*** Block opens ***
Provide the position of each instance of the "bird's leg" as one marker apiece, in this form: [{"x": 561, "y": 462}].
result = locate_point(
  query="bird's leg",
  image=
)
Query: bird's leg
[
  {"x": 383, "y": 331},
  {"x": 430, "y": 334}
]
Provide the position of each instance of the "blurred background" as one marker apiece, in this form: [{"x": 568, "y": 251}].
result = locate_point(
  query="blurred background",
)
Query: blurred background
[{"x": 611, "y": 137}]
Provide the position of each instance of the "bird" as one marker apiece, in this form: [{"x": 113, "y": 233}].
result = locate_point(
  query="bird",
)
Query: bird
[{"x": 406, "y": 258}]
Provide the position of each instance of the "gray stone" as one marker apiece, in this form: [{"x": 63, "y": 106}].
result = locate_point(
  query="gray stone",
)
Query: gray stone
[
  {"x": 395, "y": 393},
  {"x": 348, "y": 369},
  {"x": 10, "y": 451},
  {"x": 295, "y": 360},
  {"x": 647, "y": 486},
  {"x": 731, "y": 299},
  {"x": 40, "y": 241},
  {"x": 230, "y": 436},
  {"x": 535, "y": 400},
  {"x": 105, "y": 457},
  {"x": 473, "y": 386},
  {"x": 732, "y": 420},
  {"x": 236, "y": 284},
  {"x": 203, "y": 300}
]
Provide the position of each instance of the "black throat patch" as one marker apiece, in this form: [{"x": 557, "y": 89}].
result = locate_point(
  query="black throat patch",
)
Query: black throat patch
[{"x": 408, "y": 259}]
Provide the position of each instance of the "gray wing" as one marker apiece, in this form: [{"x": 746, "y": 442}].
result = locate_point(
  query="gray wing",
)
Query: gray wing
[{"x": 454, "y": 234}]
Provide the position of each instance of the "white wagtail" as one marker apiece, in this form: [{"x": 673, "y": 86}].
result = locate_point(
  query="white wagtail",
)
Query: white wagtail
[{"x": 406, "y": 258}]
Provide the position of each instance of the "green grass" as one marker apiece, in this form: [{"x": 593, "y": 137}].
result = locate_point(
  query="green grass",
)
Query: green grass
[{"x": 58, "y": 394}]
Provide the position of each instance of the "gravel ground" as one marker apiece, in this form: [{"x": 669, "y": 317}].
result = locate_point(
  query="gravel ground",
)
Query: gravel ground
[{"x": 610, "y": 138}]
*** Block closes ***
### Task description
Repeat all the entries word for word.

### Answer to this task
Provide the position of each instance of the "bird's leg" as one marker apiece, in this form: [{"x": 561, "y": 462}].
result = locate_point(
  query="bird's leg",
  image=
)
Query: bird's leg
[
  {"x": 383, "y": 331},
  {"x": 430, "y": 334}
]
Provide the position of each instance of the "blurred background" as one marker apiece, in this form: [{"x": 568, "y": 251}].
result = locate_point(
  query="blurred background",
)
Query: blurred background
[{"x": 611, "y": 137}]
Provide the position of each instance of the "bird" as one marker apiece, in this form: [{"x": 113, "y": 233}].
result = locate_point(
  query="bird",
)
Query: bird
[{"x": 406, "y": 258}]
Provide the position of each instance of the "gray stone" as one marker apiece, in this form: [{"x": 63, "y": 106}].
result = locate_point(
  query="gray stone",
)
Query: gray stone
[
  {"x": 395, "y": 393},
  {"x": 348, "y": 369},
  {"x": 10, "y": 451},
  {"x": 295, "y": 360},
  {"x": 647, "y": 486},
  {"x": 731, "y": 299},
  {"x": 40, "y": 241},
  {"x": 230, "y": 436},
  {"x": 535, "y": 400},
  {"x": 105, "y": 457},
  {"x": 473, "y": 386},
  {"x": 732, "y": 420},
  {"x": 236, "y": 284},
  {"x": 203, "y": 300}
]
Provide the position of each instance of the "black throat patch" as one marker apiece, in this form: [{"x": 557, "y": 89}].
result = locate_point(
  query="black throat patch",
)
Query: black throat patch
[{"x": 408, "y": 259}]
Provide the position of each instance of the "gray wing" as one marker apiece, in this form: [{"x": 746, "y": 442}].
result = locate_point(
  query="gray wing",
)
Query: gray wing
[{"x": 454, "y": 234}]
Provide the position of each instance of the "white wagtail" as one marker apiece, in this form: [{"x": 673, "y": 86}].
result = locate_point(
  query="white wagtail",
)
Query: white wagtail
[{"x": 406, "y": 258}]
Provide the position of each instance of the "green grass" as one marker apiece, in this form: [{"x": 593, "y": 137}].
result = locate_point(
  query="green grass",
)
Query: green grass
[{"x": 58, "y": 394}]
Provide the position of each instance of the "gravel ground" as one marker apiece, in this form: [{"x": 669, "y": 317}].
result = locate_point(
  query="gravel ground",
)
Query: gravel ground
[{"x": 610, "y": 138}]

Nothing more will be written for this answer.